** DATA follows **

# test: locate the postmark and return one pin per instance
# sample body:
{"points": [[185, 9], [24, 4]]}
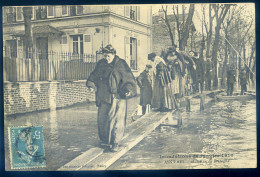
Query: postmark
{"points": [[26, 147]]}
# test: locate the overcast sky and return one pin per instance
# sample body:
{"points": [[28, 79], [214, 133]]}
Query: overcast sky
{"points": [[197, 17]]}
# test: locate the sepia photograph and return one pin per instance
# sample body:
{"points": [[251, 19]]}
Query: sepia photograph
{"points": [[129, 87]]}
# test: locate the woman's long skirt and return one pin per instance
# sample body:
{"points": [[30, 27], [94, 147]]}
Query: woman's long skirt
{"points": [[112, 121]]}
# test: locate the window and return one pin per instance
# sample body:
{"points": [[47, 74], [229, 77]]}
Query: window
{"points": [[64, 40], [19, 14], [77, 44], [11, 15], [87, 38], [134, 12], [33, 13], [64, 10], [79, 10], [72, 10], [133, 53], [50, 10]]}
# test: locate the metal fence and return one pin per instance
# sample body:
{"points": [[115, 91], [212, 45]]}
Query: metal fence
{"points": [[39, 66]]}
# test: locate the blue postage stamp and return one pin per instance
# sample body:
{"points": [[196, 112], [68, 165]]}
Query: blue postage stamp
{"points": [[26, 147]]}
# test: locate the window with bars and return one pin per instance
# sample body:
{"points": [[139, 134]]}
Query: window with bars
{"points": [[64, 40], [64, 10], [133, 12]]}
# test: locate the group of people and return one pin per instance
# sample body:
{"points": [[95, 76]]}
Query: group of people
{"points": [[114, 83], [231, 80], [171, 76], [163, 81]]}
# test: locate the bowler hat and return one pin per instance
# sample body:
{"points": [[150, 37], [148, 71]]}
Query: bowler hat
{"points": [[151, 56], [149, 66]]}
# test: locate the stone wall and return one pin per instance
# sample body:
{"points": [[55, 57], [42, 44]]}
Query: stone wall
{"points": [[22, 97]]}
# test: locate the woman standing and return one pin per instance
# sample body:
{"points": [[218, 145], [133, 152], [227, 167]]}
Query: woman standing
{"points": [[162, 93], [113, 82]]}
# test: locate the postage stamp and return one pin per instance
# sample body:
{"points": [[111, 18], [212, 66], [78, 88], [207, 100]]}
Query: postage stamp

** End of DATA **

• _WORK INSTRUCTIONS_
The records above should be output exactly, but without any of their pictures.

• _SOLUTION FOR THIS PROBLEM_
# test: locate the postmark and return one pin per instance
# sample body:
{"points": [[185, 9], [24, 4]]}
Query: postmark
{"points": [[26, 147]]}
# test: locate the overcast sky and return one pin per instance
# sample body:
{"points": [[28, 79], [214, 133]]}
Query: overcast sky
{"points": [[197, 17]]}
# test: locate the sepia photograph and return one pin per instance
# sample body:
{"points": [[251, 19]]}
Query: sepia photograph
{"points": [[129, 87]]}
# test: locate the woman's long skirt and return one pin per instance
# sample body:
{"points": [[30, 27], [94, 147]]}
Query: woman's long skirt
{"points": [[112, 121]]}
# test: locate the window and return one pin per instance
# sample body:
{"points": [[47, 74], [229, 77]]}
Query: window
{"points": [[64, 40], [19, 14], [77, 44], [11, 15], [87, 38], [134, 12], [33, 13], [64, 10], [79, 10], [72, 10], [133, 53], [50, 10]]}
# test: locate the metal fence and return one pin per instance
# sample body:
{"points": [[115, 91], [212, 45]]}
Query: metal fence
{"points": [[39, 66]]}
# test: locate the blue postage stamp and return one pin per instance
# sample body:
{"points": [[196, 112], [68, 165]]}
Query: blue postage stamp
{"points": [[26, 147]]}
# test: locate the window with bars and return one pin per instance
# sample body:
{"points": [[139, 134]]}
Query: window with bars
{"points": [[64, 40], [64, 10], [133, 12]]}
# test: locate the group of people and return one pin per instance
# sample body:
{"points": [[95, 76]]}
Query: group of people
{"points": [[114, 83], [231, 80], [171, 76], [163, 81]]}
# test: locate the bowler hat and return one pin per instance
# sample body:
{"points": [[150, 37], [148, 71]]}
Query: bowler hat
{"points": [[151, 56], [149, 66]]}
# test: locate the stone wall and return one pin per instance
# sample body:
{"points": [[55, 57], [42, 44]]}
Query: stone wall
{"points": [[22, 97]]}
# test: locate the woman standing and return one pin per instance
# sample body:
{"points": [[218, 145], [133, 152], [227, 167]]}
Query: woman standing
{"points": [[162, 93], [113, 82]]}
# test: locate the postage stamp and return one pin per instance
# sample body:
{"points": [[111, 18], [212, 66], [78, 88], [207, 100]]}
Query: postage stamp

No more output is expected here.